[Stored data]
▼▼▼

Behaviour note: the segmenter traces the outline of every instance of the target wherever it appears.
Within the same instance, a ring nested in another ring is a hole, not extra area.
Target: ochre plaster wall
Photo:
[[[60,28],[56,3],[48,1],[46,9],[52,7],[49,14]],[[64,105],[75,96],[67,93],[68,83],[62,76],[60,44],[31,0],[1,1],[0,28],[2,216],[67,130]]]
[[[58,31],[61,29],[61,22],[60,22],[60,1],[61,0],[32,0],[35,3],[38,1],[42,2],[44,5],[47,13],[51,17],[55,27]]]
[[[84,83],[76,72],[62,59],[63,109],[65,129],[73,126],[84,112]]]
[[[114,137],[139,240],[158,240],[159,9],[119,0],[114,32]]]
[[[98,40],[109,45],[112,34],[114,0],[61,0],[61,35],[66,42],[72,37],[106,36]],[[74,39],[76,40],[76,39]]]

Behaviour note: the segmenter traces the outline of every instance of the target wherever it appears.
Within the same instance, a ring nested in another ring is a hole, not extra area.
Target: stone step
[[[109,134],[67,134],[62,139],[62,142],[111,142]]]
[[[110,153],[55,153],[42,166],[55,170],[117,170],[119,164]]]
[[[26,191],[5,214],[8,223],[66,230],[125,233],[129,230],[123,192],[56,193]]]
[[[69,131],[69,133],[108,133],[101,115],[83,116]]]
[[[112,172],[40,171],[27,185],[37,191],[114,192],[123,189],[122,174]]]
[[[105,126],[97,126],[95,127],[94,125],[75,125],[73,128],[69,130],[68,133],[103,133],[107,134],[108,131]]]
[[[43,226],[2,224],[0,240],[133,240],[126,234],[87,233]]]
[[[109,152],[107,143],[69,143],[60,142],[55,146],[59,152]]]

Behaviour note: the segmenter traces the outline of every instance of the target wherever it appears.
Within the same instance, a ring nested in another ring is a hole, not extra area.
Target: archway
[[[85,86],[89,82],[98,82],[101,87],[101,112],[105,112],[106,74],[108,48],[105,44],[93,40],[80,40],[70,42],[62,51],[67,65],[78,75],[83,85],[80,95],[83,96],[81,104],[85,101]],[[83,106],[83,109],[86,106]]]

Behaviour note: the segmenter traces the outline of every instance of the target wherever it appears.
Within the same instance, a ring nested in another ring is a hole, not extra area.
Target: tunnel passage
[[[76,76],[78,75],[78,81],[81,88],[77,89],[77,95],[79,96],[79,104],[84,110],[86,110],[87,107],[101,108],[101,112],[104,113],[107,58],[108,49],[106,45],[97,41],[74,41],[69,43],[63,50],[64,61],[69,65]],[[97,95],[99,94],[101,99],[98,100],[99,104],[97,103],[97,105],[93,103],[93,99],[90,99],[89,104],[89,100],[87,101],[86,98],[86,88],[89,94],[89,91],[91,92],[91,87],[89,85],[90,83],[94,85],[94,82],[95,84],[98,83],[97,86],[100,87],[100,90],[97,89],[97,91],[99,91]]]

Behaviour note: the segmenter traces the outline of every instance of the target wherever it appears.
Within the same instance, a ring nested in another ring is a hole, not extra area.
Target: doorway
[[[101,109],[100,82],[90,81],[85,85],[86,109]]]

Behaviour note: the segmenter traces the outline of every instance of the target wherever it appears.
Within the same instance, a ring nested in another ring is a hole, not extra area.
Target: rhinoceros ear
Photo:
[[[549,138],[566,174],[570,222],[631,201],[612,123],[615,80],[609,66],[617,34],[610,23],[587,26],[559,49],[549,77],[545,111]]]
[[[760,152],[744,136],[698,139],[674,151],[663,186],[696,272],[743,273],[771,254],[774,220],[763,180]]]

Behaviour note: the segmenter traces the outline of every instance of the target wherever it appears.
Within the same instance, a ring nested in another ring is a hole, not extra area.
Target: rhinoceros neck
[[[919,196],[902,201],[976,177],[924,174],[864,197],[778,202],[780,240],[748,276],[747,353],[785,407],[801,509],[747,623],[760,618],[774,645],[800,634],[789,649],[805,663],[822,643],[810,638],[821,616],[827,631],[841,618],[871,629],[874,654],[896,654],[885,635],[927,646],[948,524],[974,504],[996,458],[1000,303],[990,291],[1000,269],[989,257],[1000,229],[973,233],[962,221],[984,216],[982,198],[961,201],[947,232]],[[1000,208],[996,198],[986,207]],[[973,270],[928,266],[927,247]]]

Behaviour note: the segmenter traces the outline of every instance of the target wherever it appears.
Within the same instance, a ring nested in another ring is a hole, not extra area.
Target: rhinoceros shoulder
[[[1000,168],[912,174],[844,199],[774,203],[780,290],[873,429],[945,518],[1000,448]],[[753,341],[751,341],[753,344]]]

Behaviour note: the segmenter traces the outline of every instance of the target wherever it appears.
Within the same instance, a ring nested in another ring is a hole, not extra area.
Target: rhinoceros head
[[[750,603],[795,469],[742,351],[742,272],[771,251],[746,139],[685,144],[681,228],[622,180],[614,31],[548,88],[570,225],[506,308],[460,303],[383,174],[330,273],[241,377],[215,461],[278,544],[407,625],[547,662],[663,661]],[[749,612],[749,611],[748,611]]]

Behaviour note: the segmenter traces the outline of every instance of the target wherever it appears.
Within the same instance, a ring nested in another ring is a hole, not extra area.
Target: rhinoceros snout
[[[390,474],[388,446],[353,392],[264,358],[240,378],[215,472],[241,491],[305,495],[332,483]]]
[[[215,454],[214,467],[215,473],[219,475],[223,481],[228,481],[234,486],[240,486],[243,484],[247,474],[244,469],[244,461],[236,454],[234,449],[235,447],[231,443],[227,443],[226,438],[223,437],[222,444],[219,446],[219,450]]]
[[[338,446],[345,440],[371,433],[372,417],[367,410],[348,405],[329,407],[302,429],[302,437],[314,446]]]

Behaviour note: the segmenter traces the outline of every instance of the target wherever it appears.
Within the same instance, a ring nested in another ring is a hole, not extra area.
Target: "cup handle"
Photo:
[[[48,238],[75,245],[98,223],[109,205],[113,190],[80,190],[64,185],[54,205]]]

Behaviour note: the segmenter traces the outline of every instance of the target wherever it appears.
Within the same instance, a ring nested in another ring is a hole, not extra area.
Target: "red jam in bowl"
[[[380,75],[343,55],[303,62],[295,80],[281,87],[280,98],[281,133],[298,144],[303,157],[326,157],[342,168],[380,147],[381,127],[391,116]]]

▲▲▲

§ Problem statement
Output the data above without altering a line.

§ Task answer
Behaviour note: the segmenter traces the outline of every instance of the target wherever it appears.
Within the same instance, a ring nested in another ring is a hole, not extra area.
Target: ochre plaster wall
Photo:
[[[60,28],[56,3],[48,1],[46,9],[52,7],[49,14]],[[64,105],[75,96],[67,93],[68,83],[62,76],[60,44],[31,0],[1,1],[0,28],[2,216],[67,130]]]
[[[58,31],[61,29],[61,22],[60,22],[60,1],[61,0],[32,0],[35,3],[38,1],[42,2],[44,5],[47,13],[51,17],[55,27]]]
[[[84,83],[76,72],[62,59],[63,109],[65,129],[73,126],[84,112]]]
[[[114,137],[139,240],[158,240],[159,9],[119,0],[114,32]]]
[[[98,40],[109,45],[112,34],[114,0],[61,0],[61,35],[66,42],[72,37],[106,36]],[[74,39],[76,40],[76,39]]]

Behaviour note: the segmenter traces the outline of every instance of the target wherever it appears.
Within the same instance, a ring nested in another ring is a hole, not extra area.
Target: stone step
[[[109,134],[67,134],[62,139],[62,142],[111,142]]]
[[[110,153],[55,153],[42,166],[55,170],[117,170],[119,164]]]
[[[26,191],[5,214],[8,223],[66,230],[125,233],[129,230],[123,192],[56,193]]]
[[[69,131],[69,133],[108,133],[101,115],[83,116]]]
[[[112,172],[40,171],[27,185],[37,191],[114,192],[123,189],[122,174]]]
[[[105,126],[97,126],[95,127],[94,125],[75,125],[73,128],[69,130],[68,133],[103,133],[107,134],[108,131]]]
[[[43,226],[2,224],[0,240],[133,240],[126,234],[87,233]]]
[[[109,152],[107,143],[69,143],[60,142],[55,146],[59,152]]]

Behaviour note: the segmenter traces the outline of every instance of the target wherever it appears.
Within the same instance, a ring nested in another ring is a hole, not extra area.
Target: archway
[[[85,86],[89,82],[98,82],[101,87],[101,112],[105,112],[106,74],[108,48],[105,44],[93,40],[80,40],[70,42],[62,51],[67,65],[78,75],[83,85],[80,95],[83,96],[81,104],[85,101]],[[83,106],[83,109],[86,106]]]

Behaviour note: the segmenter traces the outline of every instance of the target wherever it appears.
Within the same instance, a ring nested in another ring is a hole, not extra area.
Target: tunnel passage
[[[76,76],[78,75],[78,81],[81,88],[77,89],[77,95],[79,96],[79,104],[84,110],[86,110],[87,107],[101,108],[101,112],[104,113],[107,58],[108,49],[106,45],[97,41],[74,41],[69,43],[63,50],[64,61],[69,65]],[[97,95],[99,94],[101,99],[98,100],[99,104],[97,103],[97,105],[93,103],[93,99],[90,99],[89,104],[89,100],[87,101],[86,98],[86,88],[89,94],[89,91],[91,92],[91,87],[89,85],[90,83],[94,85],[94,82],[95,84],[98,83],[97,86],[100,87],[100,90],[97,89],[97,91],[99,91]]]

Behaviour note: the segmenter traces the outline of every instance of the target wherever it appears.
Within the same instance, a ring nested in another ring is a hole, not extra area.
Target: doorway
[[[101,109],[100,82],[90,81],[85,85],[86,109]]]

Behaviour note: the segmenter traces the outline of every instance of the target wherever it appears.
Within the same instance, a ring nested in another ring is a hole, not extra area.
Target: rhinoceros ear
Photo:
[[[549,138],[566,174],[570,222],[631,201],[612,123],[615,80],[609,66],[617,34],[610,23],[587,26],[559,49],[549,77],[545,111]]]
[[[760,152],[744,136],[698,139],[674,151],[663,186],[696,272],[743,273],[771,254],[774,220],[763,180]]]

Behaviour note: the segmenter traces the outline of every instance of the target wherever it appears.
Within the same instance, a ring nested in another ring is a hole, not extra area.
Target: rhinoceros neck
[[[919,196],[902,201],[976,177],[924,174],[864,197],[778,202],[780,240],[748,276],[747,353],[785,407],[801,509],[747,623],[760,618],[774,645],[800,634],[789,649],[805,663],[822,643],[810,638],[821,616],[827,631],[841,618],[871,629],[874,654],[896,654],[885,635],[927,646],[948,524],[974,504],[996,458],[1000,303],[990,291],[1000,269],[989,257],[1000,229],[973,233],[962,221],[984,216],[982,198],[961,201],[947,232]],[[1000,208],[996,198],[986,207]],[[973,270],[928,266],[927,247]]]

Behaviour note: the segmenter traces the outline of every instance of the target wherever it appears.
Within the same instance, a ring nested in another ring is a hole, not extra area.
Target: rhinoceros shoulder
[[[1000,168],[912,174],[844,199],[774,203],[780,290],[873,429],[945,518],[1000,448]],[[753,341],[751,341],[753,344]]]

Behaviour note: the segmenter traces the outline of every instance of the target wherever it appears.
Within the same instance, a ring nested in another ring is a hole, not extra area.
Target: rhinoceros head
[[[750,603],[795,469],[742,351],[742,272],[771,251],[746,139],[685,144],[681,228],[622,180],[614,31],[548,88],[570,225],[506,308],[460,303],[383,174],[330,273],[241,377],[215,461],[278,544],[407,625],[547,662],[663,661]],[[749,612],[749,611],[748,611]]]

Behaviour note: the segmenter traces the outline of every instance of the target wherever it appears.
Within the same instance, a ring nested in another ring is a hole, not extra area.
Target: rhinoceros snout
[[[390,474],[388,446],[353,392],[264,358],[240,378],[215,472],[241,491],[305,495],[332,483]]]
[[[215,454],[214,467],[215,473],[219,475],[223,481],[228,481],[234,486],[240,486],[243,484],[247,474],[244,469],[244,461],[236,454],[234,449],[235,447],[231,443],[227,443],[226,438],[223,437],[222,444],[219,446],[219,450]]]
[[[338,446],[345,440],[371,433],[372,417],[367,410],[348,405],[329,407],[302,429],[302,437],[314,446]]]

Behaviour note: the segmenter traces the outline of every instance of the target wherever it appears.
Within the same instance, a ring nested in another ring is a hole, not extra area.
Target: "cup handle"
Photo:
[[[48,238],[75,245],[98,223],[109,205],[113,190],[80,190],[64,185],[54,205]]]

Behaviour note: the segmenter traces the outline of every instance of the target wherever it appears.
Within the same instance, a ring nested in another ring is a hole, not extra area.
Target: "red jam in bowl"
[[[380,75],[343,55],[303,62],[295,80],[281,87],[280,98],[281,133],[298,144],[303,157],[326,157],[342,168],[380,147],[381,127],[391,116]]]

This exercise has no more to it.